══ Trecho do documento ══

Para a propagação de cheias de ruptura (tempo x espaço) e consequente definição de áreas potencialmente inundáveis, utilizou-se o software HEC-RAS (River Analysis System), em sua versão 6.3.1, desenvolvido pelo HEC-USACE (Hydrologic Engineering Center – U. S. Army Corps of Engineers), o qual efetua cálculos de progressão bidimensional do escoamento. Sendo assim, esse software é capaz de determinar as elevações de nível de água e descarga em locais específicos ao longo de um curso de água, baseado na solução das equações de Saint-Venant (SWE-ELM) e modelo de turbulência Non-Conservative.
Como dados básicos para o funcionamento do modelo, foi considerada a base topográfica, assim como as características de rugosidade da região, que foram sintetizadas no Coeficiente de Rugosidade de Manning (n) e o hidrograma de ruptura calculado.
Para simular a propagação da onda de ruptura adotou-se uma malha geral composta por células de 10 metros e linha de refino na calha do rio para proporcional células perpendiculares ao escoamento e intervalo de tempo computacional adaptativo baseado no número de Courant.

═══
══ Dados fornecidos ══

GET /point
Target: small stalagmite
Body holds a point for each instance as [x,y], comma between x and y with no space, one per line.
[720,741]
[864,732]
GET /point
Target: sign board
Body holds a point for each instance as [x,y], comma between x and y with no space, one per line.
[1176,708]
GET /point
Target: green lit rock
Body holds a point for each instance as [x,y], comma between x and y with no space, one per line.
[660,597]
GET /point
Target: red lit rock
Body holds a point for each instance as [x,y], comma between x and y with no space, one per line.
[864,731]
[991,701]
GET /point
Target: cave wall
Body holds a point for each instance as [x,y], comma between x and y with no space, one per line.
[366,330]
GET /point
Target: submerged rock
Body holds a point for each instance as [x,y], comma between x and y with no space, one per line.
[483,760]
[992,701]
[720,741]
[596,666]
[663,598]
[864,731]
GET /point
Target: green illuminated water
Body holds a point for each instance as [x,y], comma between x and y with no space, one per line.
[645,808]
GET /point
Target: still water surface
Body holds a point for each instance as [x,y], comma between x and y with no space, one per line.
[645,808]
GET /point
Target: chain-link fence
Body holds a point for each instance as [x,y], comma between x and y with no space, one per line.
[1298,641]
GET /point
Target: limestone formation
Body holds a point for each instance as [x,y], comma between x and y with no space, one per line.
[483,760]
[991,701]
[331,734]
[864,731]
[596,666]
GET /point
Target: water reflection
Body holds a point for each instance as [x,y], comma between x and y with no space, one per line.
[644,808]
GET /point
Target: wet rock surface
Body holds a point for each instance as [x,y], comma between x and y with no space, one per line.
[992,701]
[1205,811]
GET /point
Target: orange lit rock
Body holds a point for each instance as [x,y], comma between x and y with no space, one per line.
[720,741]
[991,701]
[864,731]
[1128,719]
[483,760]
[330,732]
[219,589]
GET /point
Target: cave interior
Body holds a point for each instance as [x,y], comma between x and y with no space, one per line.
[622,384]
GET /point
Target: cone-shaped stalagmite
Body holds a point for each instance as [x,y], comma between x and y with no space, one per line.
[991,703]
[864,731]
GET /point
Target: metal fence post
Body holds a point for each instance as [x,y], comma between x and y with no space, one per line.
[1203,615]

═══

Lista de exercícios →
**a.** Mostre todas as linhas da listagem que contêm a palavra "surface", diferenciando maiúsculas de minúsculas.
**b.** Escreva o que vem depois da última frase do trecho sobre a simulação da onda de ruptura no HEC-RAS.

Resultados do exercício →
**a.**
Target: still water surface
Target: wet rock surface

**b.**
A área a jusante da barragem caracteriza-se, em sua maior parte, por áreas antropizadas, campos e vegetação densa. Assim, adotou-se os valores de coeficiente de Manning indicados por Chow (1959) apresentados na Tabela 4.
O Modelo Digital de Elevação foi elaborado com base em seções batimétricas levantadas no rio onde o empreendimento está implantado, integradas com as planícies da base topográfica da Emplasa (2011). A Figura 1 apresenta o MDE em parte da região modelada.
Por se tratar de uma barragem com soleira vertente em toda a sua extensão, a mobilização do volume do reservatório para formação do hidrograma de ruptura dá-se na porção localização abaixo da crista barragem vertente, sendo que o volume acima dessa já está sendo escoado para jusante no momento da ruptura para os cenários de cheia. Dessa forma, considerou-se para todos os cenários analisados no HEC-RAS o mesmo hidrograma de ruptura obtido no HEC-HMS, considerando também de forma conservadora os mesmos parâmetros de brecha em todos os cenários, independente da magnitude e probabilidade do evento de cheia natural.
Os cenários considerados foram as vazões de cheias naturais de 2 (dia seco), 5, 10, 50, 100 e
10.000 anos, considerando simulações com e sem ruptura – de tal forma a avaliar o atingimento incremental que o rompimento hipotético da barragem ocasiona.
De acordo com a Resolução Normativa ANEEL n° 1.064/2023º, a área de abrangência dos estudos de ruptura hipotética de barragem deve se estender até o amortecimento da cheia associada ou até o reservatório da usina hidrelétrica imediatamente a jusante, o que ocorrer primeiro.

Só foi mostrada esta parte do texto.